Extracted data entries

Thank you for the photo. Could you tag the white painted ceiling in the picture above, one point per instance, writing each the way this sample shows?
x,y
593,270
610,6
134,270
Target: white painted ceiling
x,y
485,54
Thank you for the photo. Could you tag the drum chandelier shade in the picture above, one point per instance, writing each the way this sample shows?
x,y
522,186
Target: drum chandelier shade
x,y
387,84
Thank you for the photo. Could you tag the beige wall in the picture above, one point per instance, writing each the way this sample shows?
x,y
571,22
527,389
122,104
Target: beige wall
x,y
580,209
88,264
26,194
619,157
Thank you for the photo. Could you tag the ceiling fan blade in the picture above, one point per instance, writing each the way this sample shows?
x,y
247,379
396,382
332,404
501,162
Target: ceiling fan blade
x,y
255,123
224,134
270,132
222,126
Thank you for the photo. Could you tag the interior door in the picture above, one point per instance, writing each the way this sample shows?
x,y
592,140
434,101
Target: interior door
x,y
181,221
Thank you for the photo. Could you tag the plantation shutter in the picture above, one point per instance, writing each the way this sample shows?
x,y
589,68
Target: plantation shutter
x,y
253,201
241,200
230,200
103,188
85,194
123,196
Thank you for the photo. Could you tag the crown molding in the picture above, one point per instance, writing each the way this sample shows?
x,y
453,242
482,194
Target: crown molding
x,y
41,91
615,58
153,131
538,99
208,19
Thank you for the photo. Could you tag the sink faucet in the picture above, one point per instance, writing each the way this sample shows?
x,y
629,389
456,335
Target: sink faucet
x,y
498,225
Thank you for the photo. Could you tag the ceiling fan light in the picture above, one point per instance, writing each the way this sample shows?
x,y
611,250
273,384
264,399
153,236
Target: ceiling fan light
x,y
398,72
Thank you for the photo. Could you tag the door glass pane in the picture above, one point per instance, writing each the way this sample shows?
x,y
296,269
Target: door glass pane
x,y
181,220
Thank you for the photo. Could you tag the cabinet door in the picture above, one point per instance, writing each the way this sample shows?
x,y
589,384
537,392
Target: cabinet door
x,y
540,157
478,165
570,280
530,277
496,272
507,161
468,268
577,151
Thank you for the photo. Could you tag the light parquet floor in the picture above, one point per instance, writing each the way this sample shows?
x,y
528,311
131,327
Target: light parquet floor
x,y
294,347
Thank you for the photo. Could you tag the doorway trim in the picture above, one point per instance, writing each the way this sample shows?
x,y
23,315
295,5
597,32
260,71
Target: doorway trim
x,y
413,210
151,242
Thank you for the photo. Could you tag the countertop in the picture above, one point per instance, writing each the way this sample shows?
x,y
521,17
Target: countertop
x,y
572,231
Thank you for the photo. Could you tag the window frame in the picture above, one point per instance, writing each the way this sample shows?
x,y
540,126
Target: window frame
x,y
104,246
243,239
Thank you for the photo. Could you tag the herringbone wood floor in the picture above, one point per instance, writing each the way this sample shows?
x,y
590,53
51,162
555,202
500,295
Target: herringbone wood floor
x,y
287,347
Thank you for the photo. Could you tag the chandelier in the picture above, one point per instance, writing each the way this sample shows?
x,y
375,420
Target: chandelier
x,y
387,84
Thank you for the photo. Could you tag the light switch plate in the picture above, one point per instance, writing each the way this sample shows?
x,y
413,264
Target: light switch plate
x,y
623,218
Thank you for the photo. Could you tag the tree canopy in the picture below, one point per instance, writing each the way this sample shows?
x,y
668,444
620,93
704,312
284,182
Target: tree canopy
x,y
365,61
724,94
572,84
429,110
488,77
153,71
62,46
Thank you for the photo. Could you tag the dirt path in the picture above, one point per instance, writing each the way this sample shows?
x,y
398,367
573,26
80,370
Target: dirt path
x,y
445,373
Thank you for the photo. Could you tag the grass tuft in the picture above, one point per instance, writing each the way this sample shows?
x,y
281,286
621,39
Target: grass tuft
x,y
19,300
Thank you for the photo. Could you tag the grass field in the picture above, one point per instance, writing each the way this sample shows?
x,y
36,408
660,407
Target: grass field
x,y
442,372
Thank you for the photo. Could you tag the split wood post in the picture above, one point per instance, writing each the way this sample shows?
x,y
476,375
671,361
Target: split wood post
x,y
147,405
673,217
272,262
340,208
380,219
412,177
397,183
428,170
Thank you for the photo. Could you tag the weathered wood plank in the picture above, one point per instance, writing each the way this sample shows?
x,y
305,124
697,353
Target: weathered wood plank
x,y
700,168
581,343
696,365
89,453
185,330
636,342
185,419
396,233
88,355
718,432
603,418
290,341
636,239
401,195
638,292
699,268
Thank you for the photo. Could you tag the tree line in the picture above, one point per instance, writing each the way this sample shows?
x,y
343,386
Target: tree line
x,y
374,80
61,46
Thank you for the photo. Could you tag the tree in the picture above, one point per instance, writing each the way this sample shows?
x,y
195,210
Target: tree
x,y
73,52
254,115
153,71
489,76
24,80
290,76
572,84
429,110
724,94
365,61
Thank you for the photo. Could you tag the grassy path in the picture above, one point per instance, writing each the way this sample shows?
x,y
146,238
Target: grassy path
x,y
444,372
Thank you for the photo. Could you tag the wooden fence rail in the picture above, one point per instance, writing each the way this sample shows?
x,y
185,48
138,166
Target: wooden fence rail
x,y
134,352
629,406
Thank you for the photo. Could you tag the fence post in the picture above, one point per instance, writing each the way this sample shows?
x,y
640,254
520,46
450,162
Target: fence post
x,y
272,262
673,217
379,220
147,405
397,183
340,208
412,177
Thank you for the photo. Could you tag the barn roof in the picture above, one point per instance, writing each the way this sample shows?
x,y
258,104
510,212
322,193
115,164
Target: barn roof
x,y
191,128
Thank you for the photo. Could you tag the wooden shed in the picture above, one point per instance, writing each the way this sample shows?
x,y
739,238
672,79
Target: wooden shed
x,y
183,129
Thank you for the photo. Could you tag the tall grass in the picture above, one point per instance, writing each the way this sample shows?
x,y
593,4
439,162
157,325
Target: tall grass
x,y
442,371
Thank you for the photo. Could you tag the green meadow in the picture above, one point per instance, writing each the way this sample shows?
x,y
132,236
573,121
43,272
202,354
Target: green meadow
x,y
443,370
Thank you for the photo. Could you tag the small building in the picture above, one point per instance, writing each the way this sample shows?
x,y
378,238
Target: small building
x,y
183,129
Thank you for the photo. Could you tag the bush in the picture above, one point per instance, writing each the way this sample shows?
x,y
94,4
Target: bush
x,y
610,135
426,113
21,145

▶ [Exercise instructions]: Your job is to give the data above again exactly, in full.

▶ [Response below]:
Thank you for the photo. Could you tag the white painted ceiling in the picture above, one point per instance, writing each the way this sample shows?
x,y
593,270
610,6
134,270
Target: white painted ceiling
x,y
485,54
Thank you for the photo. Could you tag the drum chandelier shade in the picture above, one point per instance, writing each the way this sample shows?
x,y
522,186
Target: drum chandelier shade
x,y
387,84
Thank you for the photo. Could you tag the beige wall in the picture above, one point per instance, writing each the way this sample shows?
x,y
571,22
527,389
122,104
Target: beige wall
x,y
580,209
88,264
26,194
619,157
Thank you for the photo. Could you tag the ceiling fan blade in the picture above, one point per instance, writing each the way this sample shows?
x,y
247,379
396,382
332,404
501,162
Target: ceiling fan blade
x,y
255,123
224,134
270,132
222,126
Thank you for the photo. Could you tag the interior door in the picture above, one point per instance, writing each the way this sample shows?
x,y
592,140
434,101
Target: interior door
x,y
181,221
Thank you for the photo. Could you tag the plantation shutter in the picture above, one point per instance, writing each the way this sample shows?
x,y
589,68
Target: plantation shutter
x,y
253,201
241,200
230,200
103,188
85,194
123,196
Thank you for the photo. Could you tag the crown molding in the picture above, one point per instance, writing each the way this sample shows?
x,y
453,242
482,194
Target: crown molding
x,y
41,91
615,58
153,131
538,99
208,19
Thank you for the photo. Could you tag the sink faucet in the picture above, one point per instance, writing each the way this sample shows?
x,y
629,389
456,335
Target: sink faucet
x,y
498,225
Thank you for the photo. Could you tag the ceiling fan light in the picture above, one point per instance, writing each the way this sample shows?
x,y
611,250
273,384
264,399
153,236
Target: ceiling fan light
x,y
398,72
Thank you for the photo. Could you tag the door glass pane in the picture above, one point per instance, writing each the way this sample shows?
x,y
296,269
Target: door glass pane
x,y
181,220
Thank you for the photo. Could you tag the cabinet door in the picture above, one point per instance, writing each the way this sample shows?
x,y
589,384
537,392
Target: cabinet door
x,y
540,157
478,165
570,280
530,277
496,272
507,161
468,268
577,151
Thank you for the photo. Could you tag the light parquet floor in the picture above, one point per instance, writing each the way this sample shows?
x,y
528,311
131,327
Target: light parquet floor
x,y
294,347
Thank you for the photo. Could you tag the doorway trim in the picture above, one point per instance, writing each the way this sample shows?
x,y
23,315
295,5
597,32
260,71
Target: doorway trim
x,y
413,210
151,242
Thank you for the photo. Could you tag the countertop in the picture above, one point per instance, writing each the way this sample shows?
x,y
521,17
Target: countertop
x,y
572,231
Thank you for the photo. Could you tag the window frame in the picture above, one point per instance, writing each the way this sample shows?
x,y
540,126
Target: window frame
x,y
104,246
243,239
Thank you for the photo. Could you tag the herringbone wood floor in the picture above, one point per instance, writing each the way this sample shows?
x,y
590,53
51,162
555,202
500,295
Target: herringbone wood floor
x,y
287,347
Thank you for the photo. Could you tag the chandelier in the picture above, one point per instance, writing each the way this sample shows?
x,y
375,420
Target: chandelier
x,y
387,84
Thank you for the photo. Could you tag the light switch plate in the picture above, one point per instance, writing each the way this sample shows?
x,y
413,264
Target: light switch plate
x,y
623,218
Thank you for the photo. Could you tag the tree canopy in the picture below, one point per instance, writing each the way this sample shows?
x,y
668,444
620,93
704,312
284,182
Target: tree canopy
x,y
365,61
724,94
572,84
429,110
488,77
153,71
62,46
Thank you for the photo. Could you tag the dirt path in the picture above, one point per instance, writing each the way this sample shows?
x,y
398,367
573,26
80,370
Target: dirt path
x,y
445,373
Thank you for the photo. Could you tag the grass tuft in the picture above, one point per instance, writing each the way this sample shows?
x,y
281,286
621,39
Target: grass tuft
x,y
19,300
Thank you for the photo. Could you tag the grass field in the picture above, one point per instance, writing each the way this sample shows?
x,y
36,408
660,407
Target: grass field
x,y
442,372
Thank you for the photo. Could you tag the split wood post in the picture above, one point per instance, writing each the way this sample shows?
x,y
476,375
671,361
Target: split wood post
x,y
147,405
673,217
272,262
340,208
380,219
412,177
397,183
428,170
Thank you for the photo. Could you tag the weathered wood plank in the picture above, one point per instance, writing each the way this sample shows?
x,y
305,124
697,353
Target: weathered wood plank
x,y
700,168
581,343
696,365
89,453
185,330
636,342
185,419
396,233
88,355
718,432
603,418
290,341
636,239
401,195
638,292
699,268
Thank you for the photo. Could you tag the tree line in the picture above, one point per instance, writing each the way this sample shows?
x,y
343,386
Target: tree line
x,y
374,80
61,46
Thank you for the photo. Could you tag the tree in the picture above, one point per instance, writing each the way this sample shows?
x,y
195,210
Target: tree
x,y
73,52
254,115
153,71
489,76
24,80
290,76
572,84
429,110
724,94
365,61
Thank you for the photo. Could you tag the grassy path in the picture above, one point per instance, writing each the way this sample shows?
x,y
146,238
Target: grassy path
x,y
444,372
Thank you for the photo. Could you tag the wooden fence rail in the picture above, one point per instance, writing each the way this sample shows?
x,y
185,48
138,166
Target: wooden fence rail
x,y
134,352
629,406
Thank you for the photo. Could you tag the fence post in the picture above, one point per instance, writing each the way this sample shows?
x,y
640,254
520,46
450,162
Target: fence post
x,y
272,262
673,217
379,220
147,405
397,183
340,208
412,177
Thank you for the photo. Could you tag the barn roof in the picture above, one point per instance, writing each the way this sample shows?
x,y
258,104
510,212
322,193
115,164
Target: barn roof
x,y
191,128
Thank you for the photo. Could you tag the wooden shed in the picture above, one point per instance, writing each the way this sample shows?
x,y
739,238
672,79
Target: wooden shed
x,y
183,129
Thank you for the photo. Could you tag the tall grass in the picture above, one point per instance, writing each the way this sample shows?
x,y
593,4
439,162
157,325
Target: tall grass
x,y
442,371
Thank you for the photo. Could you tag the green meadow in the picture above, one point per instance, writing each the way this sample shows?
x,y
132,236
573,121
43,272
202,354
Target: green meadow
x,y
443,370
Thank you for the photo. Could you tag the small building in the picture above, one point per instance, writing each the way this sample shows?
x,y
378,238
Target: small building
x,y
183,129
Thank you for the photo. Could you tag the bush in the picture above, one point per instance, writing each the way this sample shows?
x,y
94,4
Target: bush
x,y
610,135
426,113
21,145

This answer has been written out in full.